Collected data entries
☆ ☆ ☆ ☆ ☆

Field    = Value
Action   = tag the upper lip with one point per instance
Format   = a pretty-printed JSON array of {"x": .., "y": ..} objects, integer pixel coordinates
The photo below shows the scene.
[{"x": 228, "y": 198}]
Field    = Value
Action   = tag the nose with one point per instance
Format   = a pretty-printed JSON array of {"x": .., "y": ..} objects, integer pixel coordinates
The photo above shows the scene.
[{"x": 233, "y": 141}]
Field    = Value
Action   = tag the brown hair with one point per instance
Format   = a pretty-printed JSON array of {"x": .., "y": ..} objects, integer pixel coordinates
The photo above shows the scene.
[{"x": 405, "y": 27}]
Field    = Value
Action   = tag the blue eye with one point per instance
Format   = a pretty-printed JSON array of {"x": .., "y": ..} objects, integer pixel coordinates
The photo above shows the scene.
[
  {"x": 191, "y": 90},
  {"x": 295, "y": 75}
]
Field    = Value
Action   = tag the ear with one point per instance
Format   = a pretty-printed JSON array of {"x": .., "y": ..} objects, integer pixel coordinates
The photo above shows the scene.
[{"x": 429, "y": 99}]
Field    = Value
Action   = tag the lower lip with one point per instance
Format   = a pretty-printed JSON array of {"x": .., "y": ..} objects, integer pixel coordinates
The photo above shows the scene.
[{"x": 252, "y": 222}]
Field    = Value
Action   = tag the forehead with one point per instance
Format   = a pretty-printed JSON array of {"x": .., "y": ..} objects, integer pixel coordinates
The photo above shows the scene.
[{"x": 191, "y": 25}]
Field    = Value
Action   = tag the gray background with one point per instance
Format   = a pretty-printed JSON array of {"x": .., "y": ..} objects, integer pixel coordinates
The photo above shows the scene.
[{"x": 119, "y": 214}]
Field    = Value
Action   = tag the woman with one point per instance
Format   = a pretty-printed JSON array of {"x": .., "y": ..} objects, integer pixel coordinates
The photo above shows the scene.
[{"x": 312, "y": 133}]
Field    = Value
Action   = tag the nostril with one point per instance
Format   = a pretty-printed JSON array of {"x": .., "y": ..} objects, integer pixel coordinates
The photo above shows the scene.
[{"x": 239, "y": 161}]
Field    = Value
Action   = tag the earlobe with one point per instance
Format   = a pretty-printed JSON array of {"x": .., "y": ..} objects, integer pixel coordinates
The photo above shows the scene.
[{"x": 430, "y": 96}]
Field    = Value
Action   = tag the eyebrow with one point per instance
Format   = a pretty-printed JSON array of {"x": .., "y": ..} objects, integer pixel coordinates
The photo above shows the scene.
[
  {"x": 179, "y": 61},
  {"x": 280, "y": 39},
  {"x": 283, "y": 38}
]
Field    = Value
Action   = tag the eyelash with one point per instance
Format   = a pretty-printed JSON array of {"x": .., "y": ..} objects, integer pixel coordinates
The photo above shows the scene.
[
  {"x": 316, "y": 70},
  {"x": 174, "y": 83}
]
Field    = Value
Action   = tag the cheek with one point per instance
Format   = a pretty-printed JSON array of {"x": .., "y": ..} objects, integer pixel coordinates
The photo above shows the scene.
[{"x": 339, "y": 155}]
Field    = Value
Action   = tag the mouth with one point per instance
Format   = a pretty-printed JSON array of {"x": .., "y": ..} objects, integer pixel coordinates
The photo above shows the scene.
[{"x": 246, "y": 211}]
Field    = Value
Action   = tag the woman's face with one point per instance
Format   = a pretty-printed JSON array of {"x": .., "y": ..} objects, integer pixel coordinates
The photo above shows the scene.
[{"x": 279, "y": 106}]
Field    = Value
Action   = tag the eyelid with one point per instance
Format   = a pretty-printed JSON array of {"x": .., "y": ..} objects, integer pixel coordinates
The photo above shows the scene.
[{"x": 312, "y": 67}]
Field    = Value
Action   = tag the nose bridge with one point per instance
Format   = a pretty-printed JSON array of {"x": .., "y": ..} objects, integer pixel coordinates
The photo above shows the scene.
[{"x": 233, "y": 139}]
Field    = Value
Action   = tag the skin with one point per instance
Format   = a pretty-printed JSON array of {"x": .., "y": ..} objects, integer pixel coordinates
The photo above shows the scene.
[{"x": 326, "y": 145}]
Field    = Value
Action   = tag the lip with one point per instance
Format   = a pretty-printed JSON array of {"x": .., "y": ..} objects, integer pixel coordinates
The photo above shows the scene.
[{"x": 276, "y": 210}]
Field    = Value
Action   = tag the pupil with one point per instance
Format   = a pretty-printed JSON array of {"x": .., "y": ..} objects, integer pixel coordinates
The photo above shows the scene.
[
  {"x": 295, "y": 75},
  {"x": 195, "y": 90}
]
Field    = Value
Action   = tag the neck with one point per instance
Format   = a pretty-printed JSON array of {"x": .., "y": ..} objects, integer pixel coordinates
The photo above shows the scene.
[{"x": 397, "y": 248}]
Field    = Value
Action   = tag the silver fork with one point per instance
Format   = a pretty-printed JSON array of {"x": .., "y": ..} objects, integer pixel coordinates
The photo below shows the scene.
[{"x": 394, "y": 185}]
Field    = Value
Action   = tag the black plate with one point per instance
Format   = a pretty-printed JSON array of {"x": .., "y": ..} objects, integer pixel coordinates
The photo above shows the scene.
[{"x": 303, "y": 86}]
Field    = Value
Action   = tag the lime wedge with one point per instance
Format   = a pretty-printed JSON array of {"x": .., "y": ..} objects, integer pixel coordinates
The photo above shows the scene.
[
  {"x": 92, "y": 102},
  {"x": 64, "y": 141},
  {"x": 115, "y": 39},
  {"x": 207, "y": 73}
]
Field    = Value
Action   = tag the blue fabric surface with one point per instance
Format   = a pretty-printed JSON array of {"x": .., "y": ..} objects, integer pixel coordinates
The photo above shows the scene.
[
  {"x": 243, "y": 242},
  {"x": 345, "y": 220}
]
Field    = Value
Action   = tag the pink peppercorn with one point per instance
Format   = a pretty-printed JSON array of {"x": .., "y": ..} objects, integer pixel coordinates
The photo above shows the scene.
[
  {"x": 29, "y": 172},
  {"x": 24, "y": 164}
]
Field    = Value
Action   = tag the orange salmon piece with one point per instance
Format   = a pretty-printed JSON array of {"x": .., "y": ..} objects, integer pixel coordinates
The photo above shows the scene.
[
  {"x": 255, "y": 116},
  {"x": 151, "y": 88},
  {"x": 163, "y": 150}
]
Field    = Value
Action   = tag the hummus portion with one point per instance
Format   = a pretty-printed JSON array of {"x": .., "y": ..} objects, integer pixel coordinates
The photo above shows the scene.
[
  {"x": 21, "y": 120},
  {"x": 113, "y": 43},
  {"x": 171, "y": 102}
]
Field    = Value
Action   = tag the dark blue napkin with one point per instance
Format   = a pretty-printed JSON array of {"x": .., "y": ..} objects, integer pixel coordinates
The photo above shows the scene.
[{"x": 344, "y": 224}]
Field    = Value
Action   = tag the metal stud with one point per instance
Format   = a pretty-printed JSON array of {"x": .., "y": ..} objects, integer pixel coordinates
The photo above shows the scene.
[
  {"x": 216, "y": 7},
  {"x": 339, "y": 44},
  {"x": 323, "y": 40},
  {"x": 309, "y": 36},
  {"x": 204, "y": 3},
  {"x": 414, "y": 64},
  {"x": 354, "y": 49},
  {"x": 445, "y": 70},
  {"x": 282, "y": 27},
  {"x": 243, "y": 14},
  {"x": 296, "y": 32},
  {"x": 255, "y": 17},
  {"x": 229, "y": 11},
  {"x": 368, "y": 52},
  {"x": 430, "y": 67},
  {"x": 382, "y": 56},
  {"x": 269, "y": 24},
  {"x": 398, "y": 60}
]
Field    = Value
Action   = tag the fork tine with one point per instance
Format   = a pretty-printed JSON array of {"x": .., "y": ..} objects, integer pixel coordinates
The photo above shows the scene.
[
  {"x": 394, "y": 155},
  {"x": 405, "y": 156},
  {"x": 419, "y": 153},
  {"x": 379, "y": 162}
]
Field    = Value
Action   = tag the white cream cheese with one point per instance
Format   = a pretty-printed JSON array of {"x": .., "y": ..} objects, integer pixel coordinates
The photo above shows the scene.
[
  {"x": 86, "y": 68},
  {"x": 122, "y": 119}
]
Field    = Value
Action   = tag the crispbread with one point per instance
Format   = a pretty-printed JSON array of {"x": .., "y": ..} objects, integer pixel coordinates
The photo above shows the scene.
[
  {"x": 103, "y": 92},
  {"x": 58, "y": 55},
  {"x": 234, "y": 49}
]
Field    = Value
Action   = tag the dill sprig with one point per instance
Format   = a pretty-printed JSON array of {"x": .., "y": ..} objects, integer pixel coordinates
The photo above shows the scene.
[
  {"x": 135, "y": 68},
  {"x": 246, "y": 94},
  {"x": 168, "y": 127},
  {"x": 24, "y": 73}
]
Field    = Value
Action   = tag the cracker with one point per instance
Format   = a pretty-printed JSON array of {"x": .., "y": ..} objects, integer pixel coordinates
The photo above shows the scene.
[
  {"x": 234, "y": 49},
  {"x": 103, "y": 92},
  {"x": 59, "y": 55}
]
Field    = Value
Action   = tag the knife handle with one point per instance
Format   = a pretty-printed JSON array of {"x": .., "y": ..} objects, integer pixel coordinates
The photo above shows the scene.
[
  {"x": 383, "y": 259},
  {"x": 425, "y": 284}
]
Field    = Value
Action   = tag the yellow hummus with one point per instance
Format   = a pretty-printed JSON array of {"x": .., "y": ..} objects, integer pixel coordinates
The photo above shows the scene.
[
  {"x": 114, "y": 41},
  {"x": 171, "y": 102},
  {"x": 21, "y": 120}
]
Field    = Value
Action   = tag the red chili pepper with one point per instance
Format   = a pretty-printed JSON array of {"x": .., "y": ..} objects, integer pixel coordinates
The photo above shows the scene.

☆ ☆ ☆ ☆ ☆

■ Your objective
Report how many lines of the records above contain the string "woman", matching case exactly. Give only the number.

■ Solution to this exercise
2